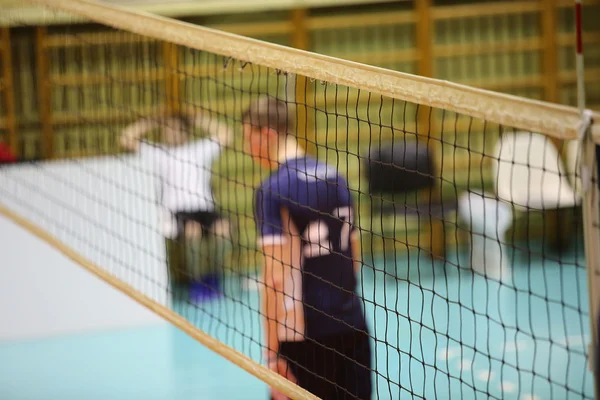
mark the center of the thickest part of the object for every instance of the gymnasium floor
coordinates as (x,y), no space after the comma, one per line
(468,341)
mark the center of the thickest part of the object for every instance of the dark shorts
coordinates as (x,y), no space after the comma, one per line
(337,367)
(177,263)
(205,218)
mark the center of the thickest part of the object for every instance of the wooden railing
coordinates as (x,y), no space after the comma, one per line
(519,47)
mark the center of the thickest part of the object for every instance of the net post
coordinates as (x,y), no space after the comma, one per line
(44,92)
(8,89)
(172,84)
(550,57)
(590,199)
(301,89)
(424,39)
(591,213)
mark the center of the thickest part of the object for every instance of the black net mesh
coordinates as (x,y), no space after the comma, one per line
(471,280)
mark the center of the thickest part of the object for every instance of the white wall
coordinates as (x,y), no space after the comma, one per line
(104,208)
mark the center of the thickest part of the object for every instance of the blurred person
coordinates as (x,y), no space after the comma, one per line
(316,332)
(187,207)
(6,154)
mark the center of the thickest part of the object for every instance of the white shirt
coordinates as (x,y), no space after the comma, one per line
(184,174)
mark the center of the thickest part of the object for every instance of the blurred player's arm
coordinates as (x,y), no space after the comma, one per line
(280,257)
(218,130)
(356,250)
(132,134)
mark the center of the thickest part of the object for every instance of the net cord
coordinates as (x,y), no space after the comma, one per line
(261,372)
(554,120)
(590,199)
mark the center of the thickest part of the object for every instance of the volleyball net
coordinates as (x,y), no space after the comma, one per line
(473,277)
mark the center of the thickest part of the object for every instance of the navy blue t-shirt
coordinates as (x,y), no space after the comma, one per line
(320,205)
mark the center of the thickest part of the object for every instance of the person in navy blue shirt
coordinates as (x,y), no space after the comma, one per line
(316,333)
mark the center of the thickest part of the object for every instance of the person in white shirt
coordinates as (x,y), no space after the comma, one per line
(182,166)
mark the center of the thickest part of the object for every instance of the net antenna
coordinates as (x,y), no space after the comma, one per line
(590,206)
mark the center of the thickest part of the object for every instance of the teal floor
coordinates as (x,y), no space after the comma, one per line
(441,332)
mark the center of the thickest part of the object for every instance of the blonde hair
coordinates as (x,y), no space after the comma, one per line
(269,112)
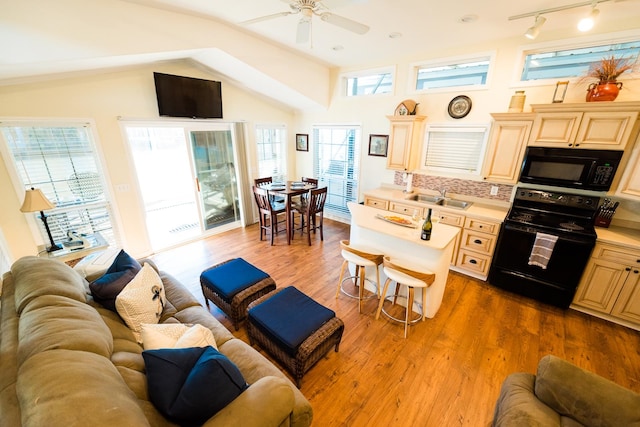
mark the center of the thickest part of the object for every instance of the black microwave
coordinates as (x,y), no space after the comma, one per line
(570,167)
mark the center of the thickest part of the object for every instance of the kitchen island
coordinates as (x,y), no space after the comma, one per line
(403,245)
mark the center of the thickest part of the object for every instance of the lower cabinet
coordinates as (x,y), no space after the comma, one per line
(475,244)
(610,285)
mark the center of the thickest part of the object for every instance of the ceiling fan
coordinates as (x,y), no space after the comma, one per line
(308,8)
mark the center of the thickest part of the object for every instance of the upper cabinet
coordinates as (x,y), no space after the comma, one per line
(507,145)
(592,125)
(405,138)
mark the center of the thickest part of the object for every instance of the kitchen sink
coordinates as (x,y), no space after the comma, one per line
(426,199)
(441,201)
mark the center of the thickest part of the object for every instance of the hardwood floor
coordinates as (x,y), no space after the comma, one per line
(448,372)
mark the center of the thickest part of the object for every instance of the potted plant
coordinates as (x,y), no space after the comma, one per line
(607,72)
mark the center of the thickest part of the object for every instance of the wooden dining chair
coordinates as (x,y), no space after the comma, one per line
(269,212)
(311,213)
(262,182)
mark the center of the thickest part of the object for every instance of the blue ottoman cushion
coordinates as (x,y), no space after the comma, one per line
(232,277)
(289,318)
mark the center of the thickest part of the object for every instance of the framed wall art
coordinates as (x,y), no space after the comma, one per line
(378,145)
(302,142)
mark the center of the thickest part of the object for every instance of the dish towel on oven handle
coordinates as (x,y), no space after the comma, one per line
(542,250)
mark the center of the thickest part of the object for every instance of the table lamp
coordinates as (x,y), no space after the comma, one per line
(34,201)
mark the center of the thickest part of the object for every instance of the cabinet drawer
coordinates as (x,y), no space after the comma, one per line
(405,209)
(478,242)
(376,203)
(473,262)
(480,225)
(449,218)
(617,254)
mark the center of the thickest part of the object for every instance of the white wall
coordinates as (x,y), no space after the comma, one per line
(371,111)
(103,98)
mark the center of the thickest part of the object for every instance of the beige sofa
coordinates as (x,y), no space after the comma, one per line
(562,394)
(67,361)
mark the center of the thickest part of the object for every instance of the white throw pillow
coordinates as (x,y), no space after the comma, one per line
(176,335)
(142,300)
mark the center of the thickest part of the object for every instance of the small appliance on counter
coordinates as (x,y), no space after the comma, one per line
(605,213)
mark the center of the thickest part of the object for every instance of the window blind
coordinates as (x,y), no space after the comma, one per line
(336,164)
(62,162)
(455,149)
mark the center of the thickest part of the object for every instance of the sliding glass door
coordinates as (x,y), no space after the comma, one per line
(187,178)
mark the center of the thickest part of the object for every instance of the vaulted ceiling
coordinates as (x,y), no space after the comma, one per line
(44,39)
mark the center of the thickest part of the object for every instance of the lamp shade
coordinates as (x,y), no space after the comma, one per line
(35,200)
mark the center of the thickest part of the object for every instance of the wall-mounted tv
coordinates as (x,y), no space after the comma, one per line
(180,96)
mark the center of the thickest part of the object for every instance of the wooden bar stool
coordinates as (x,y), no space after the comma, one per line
(362,258)
(411,279)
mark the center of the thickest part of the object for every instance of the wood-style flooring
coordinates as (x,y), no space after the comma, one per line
(449,370)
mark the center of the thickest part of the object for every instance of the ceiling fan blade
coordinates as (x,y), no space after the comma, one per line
(266,18)
(304,30)
(345,23)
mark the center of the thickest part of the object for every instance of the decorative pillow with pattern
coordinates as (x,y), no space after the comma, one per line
(142,300)
(176,335)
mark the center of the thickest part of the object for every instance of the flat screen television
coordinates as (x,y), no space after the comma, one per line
(180,96)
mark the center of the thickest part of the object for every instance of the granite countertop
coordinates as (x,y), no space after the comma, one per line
(480,209)
(623,236)
(368,217)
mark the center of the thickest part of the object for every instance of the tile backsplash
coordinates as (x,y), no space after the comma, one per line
(465,187)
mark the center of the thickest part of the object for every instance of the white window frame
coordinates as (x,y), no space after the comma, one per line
(457,173)
(35,224)
(573,43)
(451,61)
(344,77)
(259,127)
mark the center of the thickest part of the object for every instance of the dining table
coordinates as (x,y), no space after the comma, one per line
(288,190)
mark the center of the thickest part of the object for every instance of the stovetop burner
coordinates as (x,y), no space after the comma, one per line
(571,226)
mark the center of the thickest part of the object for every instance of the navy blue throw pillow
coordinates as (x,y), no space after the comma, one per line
(190,385)
(106,288)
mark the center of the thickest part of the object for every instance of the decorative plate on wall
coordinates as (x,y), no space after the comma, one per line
(459,106)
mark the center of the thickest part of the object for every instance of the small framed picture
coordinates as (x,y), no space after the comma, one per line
(378,145)
(560,92)
(302,142)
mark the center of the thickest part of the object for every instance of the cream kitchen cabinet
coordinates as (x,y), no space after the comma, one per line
(477,243)
(405,140)
(507,145)
(610,285)
(593,125)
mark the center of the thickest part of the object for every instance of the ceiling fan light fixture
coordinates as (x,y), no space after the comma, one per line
(534,31)
(587,23)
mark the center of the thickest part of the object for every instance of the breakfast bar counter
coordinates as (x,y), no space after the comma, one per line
(404,245)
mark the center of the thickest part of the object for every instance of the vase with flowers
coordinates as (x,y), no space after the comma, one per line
(606,71)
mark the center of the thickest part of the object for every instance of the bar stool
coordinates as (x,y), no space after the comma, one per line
(411,279)
(362,258)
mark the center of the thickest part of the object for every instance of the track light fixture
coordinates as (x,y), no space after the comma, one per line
(588,21)
(533,31)
(584,25)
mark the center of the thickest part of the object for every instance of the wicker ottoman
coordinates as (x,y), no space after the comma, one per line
(294,329)
(232,285)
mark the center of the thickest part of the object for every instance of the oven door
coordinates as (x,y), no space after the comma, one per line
(557,283)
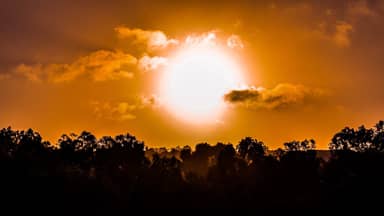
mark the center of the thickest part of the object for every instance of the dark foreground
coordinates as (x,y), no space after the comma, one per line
(120,175)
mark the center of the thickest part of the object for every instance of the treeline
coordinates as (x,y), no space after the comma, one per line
(120,173)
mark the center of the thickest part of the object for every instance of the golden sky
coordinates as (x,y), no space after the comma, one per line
(288,69)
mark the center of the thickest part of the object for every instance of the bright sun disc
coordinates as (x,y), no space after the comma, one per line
(195,82)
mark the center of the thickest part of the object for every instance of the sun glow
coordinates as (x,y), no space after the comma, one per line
(195,81)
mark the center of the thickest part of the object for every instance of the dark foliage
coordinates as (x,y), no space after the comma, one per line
(117,174)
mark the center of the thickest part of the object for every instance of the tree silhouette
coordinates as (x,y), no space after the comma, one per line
(250,148)
(304,145)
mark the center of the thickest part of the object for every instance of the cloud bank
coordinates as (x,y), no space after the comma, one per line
(282,96)
(101,65)
(123,110)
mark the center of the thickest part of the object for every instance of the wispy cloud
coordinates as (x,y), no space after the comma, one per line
(152,39)
(123,110)
(147,63)
(99,66)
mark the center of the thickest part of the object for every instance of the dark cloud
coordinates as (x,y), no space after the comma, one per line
(283,95)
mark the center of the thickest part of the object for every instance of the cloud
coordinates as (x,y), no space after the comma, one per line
(342,34)
(283,95)
(101,65)
(359,8)
(4,76)
(123,110)
(234,41)
(147,63)
(338,33)
(153,39)
(204,39)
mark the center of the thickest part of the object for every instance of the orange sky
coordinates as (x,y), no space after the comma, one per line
(96,65)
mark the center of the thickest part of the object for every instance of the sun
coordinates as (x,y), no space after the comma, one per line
(195,81)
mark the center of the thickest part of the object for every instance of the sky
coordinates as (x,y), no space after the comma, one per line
(307,68)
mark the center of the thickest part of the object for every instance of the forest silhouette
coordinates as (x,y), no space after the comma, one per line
(117,174)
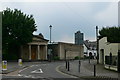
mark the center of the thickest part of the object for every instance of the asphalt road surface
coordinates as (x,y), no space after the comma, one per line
(46,71)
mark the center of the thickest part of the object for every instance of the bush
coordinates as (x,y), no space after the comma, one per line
(77,57)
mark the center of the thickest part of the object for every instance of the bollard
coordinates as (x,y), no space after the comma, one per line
(94,70)
(20,62)
(4,65)
(68,66)
(79,66)
(89,59)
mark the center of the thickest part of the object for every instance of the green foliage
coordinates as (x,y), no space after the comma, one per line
(17,29)
(112,34)
(77,57)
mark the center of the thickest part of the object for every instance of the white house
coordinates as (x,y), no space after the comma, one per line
(108,53)
(90,48)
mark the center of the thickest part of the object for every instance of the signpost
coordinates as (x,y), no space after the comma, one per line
(20,62)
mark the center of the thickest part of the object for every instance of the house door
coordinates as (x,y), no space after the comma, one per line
(33,53)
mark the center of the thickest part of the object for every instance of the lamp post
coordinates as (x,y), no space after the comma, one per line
(97,44)
(50,43)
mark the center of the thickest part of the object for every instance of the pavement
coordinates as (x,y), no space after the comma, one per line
(87,70)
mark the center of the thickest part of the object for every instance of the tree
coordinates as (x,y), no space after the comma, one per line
(17,30)
(112,34)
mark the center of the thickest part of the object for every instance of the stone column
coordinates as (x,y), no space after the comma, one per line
(38,52)
(29,52)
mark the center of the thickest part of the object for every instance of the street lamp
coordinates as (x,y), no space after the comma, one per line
(50,44)
(50,33)
(97,44)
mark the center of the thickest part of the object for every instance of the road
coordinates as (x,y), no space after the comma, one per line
(46,71)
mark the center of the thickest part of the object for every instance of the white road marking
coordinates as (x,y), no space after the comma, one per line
(37,71)
(64,73)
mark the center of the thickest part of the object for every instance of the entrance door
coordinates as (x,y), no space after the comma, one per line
(33,52)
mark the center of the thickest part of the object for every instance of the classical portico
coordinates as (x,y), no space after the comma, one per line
(35,50)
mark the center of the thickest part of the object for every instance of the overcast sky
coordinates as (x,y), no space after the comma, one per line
(68,17)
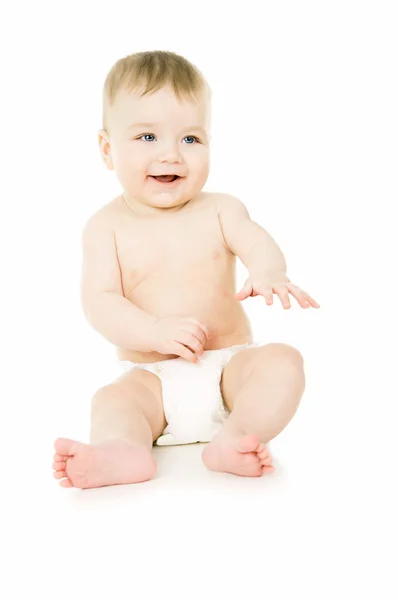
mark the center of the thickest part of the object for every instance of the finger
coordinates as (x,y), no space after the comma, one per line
(268,295)
(184,352)
(313,302)
(202,326)
(189,340)
(301,296)
(245,292)
(298,294)
(283,295)
(197,332)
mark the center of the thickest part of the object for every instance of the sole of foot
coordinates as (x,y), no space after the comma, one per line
(244,455)
(110,463)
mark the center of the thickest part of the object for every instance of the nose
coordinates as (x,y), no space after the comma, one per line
(170,154)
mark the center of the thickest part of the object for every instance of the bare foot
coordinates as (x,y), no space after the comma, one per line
(110,463)
(242,455)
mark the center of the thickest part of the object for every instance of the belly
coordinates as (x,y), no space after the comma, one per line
(206,298)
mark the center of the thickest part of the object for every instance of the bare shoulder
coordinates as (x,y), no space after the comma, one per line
(229,206)
(220,200)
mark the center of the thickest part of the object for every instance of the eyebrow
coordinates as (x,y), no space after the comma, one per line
(152,125)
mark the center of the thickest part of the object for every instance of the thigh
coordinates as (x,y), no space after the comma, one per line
(138,385)
(235,373)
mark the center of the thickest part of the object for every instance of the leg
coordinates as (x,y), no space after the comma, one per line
(262,388)
(126,417)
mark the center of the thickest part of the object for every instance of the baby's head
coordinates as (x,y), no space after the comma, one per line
(156,121)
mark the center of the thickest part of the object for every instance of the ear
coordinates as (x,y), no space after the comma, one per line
(105,148)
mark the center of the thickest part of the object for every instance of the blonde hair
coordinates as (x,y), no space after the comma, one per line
(151,71)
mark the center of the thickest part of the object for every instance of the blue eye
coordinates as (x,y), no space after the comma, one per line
(146,135)
(191,137)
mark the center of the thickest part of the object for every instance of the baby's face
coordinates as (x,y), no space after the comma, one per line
(159,135)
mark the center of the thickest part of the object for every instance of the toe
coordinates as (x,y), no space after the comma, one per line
(66,483)
(248,443)
(59,457)
(59,466)
(64,446)
(267,469)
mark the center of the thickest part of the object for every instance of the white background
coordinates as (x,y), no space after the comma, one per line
(305,133)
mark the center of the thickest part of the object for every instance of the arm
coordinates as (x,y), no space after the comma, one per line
(246,239)
(107,310)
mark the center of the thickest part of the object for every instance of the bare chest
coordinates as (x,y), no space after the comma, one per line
(184,251)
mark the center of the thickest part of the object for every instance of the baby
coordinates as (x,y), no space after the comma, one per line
(158,282)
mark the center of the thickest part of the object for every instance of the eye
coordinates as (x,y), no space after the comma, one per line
(146,135)
(191,137)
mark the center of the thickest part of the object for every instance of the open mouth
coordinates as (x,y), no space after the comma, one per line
(165,178)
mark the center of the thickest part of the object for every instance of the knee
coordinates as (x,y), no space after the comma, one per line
(103,396)
(282,355)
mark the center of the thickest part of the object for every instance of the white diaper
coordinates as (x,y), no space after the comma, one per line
(192,400)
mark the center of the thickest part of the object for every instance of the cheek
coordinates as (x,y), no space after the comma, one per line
(198,161)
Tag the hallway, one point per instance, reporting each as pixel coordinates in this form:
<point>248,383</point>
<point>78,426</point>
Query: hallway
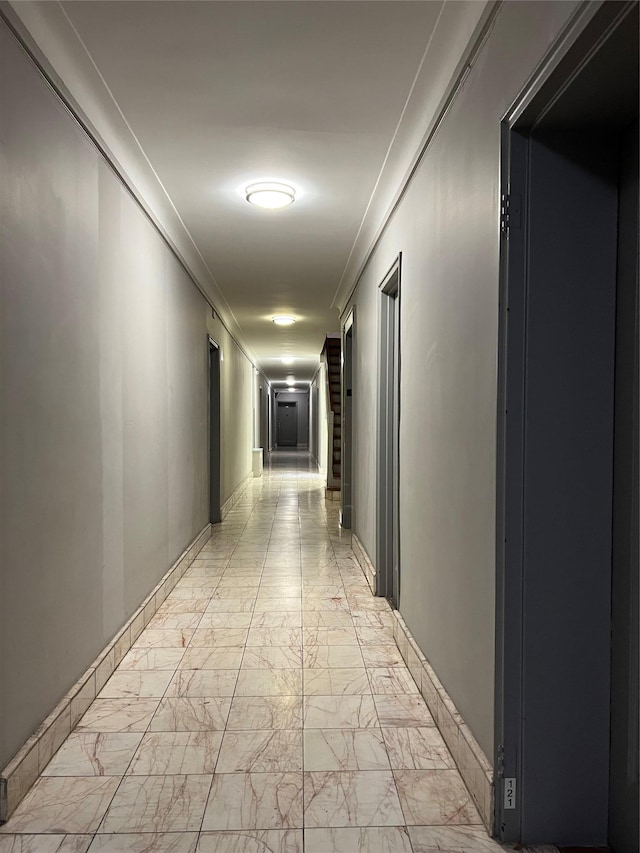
<point>265,708</point>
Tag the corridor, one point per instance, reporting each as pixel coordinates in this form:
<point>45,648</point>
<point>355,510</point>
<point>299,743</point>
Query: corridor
<point>265,708</point>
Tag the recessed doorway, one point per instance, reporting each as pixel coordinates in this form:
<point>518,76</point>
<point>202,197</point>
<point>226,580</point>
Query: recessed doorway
<point>287,425</point>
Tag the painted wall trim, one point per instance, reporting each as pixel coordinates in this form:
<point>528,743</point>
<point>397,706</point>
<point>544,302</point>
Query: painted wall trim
<point>235,496</point>
<point>472,763</point>
<point>28,763</point>
<point>366,563</point>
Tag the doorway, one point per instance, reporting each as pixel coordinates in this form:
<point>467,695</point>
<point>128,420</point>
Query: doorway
<point>287,426</point>
<point>214,432</point>
<point>346,427</point>
<point>388,546</point>
<point>567,617</point>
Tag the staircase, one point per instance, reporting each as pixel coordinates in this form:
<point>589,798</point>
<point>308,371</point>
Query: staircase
<point>332,355</point>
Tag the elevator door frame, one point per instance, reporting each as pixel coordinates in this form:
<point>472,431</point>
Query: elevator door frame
<point>589,28</point>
^^^^^^^^^^^^^^^^
## [REQUIREMENT]
Express the stretch of the listing from the line containing "Tag the staircase, one" through the end of the listing as a JSON list of strings, one string per line, omitting blank lines.

## [TASK RESULT]
[
  "Tag the staircase, one point per instance, reporting each as pixel coordinates in this form:",
  "<point>589,798</point>",
  "<point>308,371</point>",
  "Query: staircase",
  "<point>332,355</point>",
  "Tag the elevator door frame, one point per instance, reporting each as pixel coordinates in this form:",
  "<point>472,431</point>",
  "Query: elevator door frame",
  "<point>589,28</point>"
]